### Objective
Write out all entries word for word.

Labeled-object pointing entries:
↓
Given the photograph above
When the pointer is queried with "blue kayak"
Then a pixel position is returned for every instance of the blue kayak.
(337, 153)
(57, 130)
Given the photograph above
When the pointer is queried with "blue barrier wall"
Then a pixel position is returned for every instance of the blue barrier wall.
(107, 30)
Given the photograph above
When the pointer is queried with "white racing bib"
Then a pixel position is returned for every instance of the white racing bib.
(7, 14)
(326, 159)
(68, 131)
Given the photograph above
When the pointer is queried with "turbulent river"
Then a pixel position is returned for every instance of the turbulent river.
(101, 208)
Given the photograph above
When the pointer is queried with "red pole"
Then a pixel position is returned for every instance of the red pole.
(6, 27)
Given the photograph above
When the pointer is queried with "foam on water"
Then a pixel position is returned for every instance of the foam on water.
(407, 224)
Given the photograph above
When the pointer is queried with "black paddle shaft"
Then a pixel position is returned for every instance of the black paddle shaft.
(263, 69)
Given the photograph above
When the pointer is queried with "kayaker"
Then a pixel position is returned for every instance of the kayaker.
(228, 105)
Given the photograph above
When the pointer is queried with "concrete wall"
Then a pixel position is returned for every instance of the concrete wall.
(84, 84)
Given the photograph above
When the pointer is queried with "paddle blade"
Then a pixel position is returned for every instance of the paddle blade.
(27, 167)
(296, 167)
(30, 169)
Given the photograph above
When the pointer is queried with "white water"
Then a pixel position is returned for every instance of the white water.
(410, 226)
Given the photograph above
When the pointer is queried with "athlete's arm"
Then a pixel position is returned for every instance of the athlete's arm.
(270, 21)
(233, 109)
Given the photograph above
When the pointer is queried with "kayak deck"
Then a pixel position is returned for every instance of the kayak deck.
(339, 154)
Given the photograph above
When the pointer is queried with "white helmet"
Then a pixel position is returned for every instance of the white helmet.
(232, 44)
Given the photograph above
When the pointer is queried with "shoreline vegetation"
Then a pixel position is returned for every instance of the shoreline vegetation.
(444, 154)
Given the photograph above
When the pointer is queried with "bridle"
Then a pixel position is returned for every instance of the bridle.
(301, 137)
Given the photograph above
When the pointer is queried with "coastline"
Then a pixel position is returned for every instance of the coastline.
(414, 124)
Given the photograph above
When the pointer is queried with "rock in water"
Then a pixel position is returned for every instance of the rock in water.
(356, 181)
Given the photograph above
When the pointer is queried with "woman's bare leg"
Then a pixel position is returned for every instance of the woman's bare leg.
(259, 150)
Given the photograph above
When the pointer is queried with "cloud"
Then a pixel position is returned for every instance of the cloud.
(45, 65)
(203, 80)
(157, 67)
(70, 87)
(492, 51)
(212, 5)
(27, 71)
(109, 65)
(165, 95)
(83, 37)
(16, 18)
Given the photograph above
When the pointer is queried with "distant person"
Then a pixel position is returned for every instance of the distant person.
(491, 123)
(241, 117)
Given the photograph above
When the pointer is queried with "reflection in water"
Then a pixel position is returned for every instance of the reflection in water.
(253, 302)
↑
### Exercise solution
Given the photograph above
When the pointer is queried with "blue kayak"
Then a pixel position is returned for every instance of the blue kayak.
(337, 153)
(57, 130)
Given the photograph above
When the pointer is queried with "blue barrier wall"
Then a pixel position is returned for every instance of the blue barrier wall.
(107, 30)
Given the photograph above
When the pointer is queried with "white racing bib"
Then a pixel position is returned for every instance of the white racing bib.
(7, 14)
(326, 159)
(68, 131)
Given the photograph above
When the pointer is queried with "turbulent river"
Then a pixel position is returned for every instance of the turbulent river.
(101, 208)
Given the photograph above
When the pointer is queried with "red pole"
Then a pixel position is returned for every instance of the red pole.
(6, 27)
Given the photograph above
When the pointer is queried with "foam on water"
Then a pixel position is returned for every instance of the foam on water.
(407, 224)
Given the photograph above
When the pointer is queried with "black paddle shaft"
Then a pixel position is returned for every instance of the black paddle shaft.
(263, 69)
Given the photograph above
When the pointer is queried with "kayaker"
Then a pixel position is returned for every instance of the kayaker.
(228, 105)
Given the photograph above
When the pointer is queried with "concrete wall"
Then a pixel position is returned for every instance of the concrete wall.
(84, 84)
Given the photograph above
When the pointer is queried with "paddle blade"
Then a pixel position is returned for every instance of the paddle blade.
(27, 167)
(296, 167)
(30, 169)
Given the photograph above
When the pointer is queried with "white water"
Then a pixel position is returned for every instance of the white water.
(410, 226)
Given the photograph above
When the pointer is queried with "athlete's arm"
Then a pixel position is returned for every instance of the athlete's arm.
(270, 21)
(233, 109)
Given the photograph above
When the pointer is queried with "kayak deck"
Then a pixel position is returned for every instance of the kayak deck.
(339, 154)
Given the photograph above
When the pointer is queried with "white helmet"
Then a pixel position is returned for every instance of the white helmet.
(232, 44)
Given the photograph above
When the pointer is queried with "shoreline vegetation"
Then a pixel position is returned for every instance of the shoreline vegetation.
(444, 154)
Given the photograph above
When the pointer is queried with "bridle"
Then a pixel position is returned for every instance of the bridle.
(301, 137)
Given the photograph above
When the pointer is queried with "coastline"
Then a pixel position is returned for every instance of the coastline.
(414, 124)
Given the photograph above
When the pointer is queried with "rock in water"
Then a pixel position is returned for every instance of the rock in water.
(356, 181)
Given the photograph above
When the pointer is queried with "woman's bare leg"
Then a pixel position is returned for every instance of the woman's bare leg.
(259, 150)
Given the photograph above
When the pointer is queried with "cloud"
Then a pixel position is returned for every instance of the cloud.
(45, 65)
(203, 80)
(157, 67)
(70, 87)
(492, 51)
(212, 5)
(27, 71)
(109, 65)
(165, 95)
(83, 37)
(16, 18)
Given the photograph above
When the pointer is queried with "distant person"
Then a pixel position is returned for every instance of the distant person.
(491, 123)
(241, 117)
Given the photograph above
When the pointer is queried with "reflection in water"
Then a pixel position is returned for every instance of the reflection in water.
(253, 302)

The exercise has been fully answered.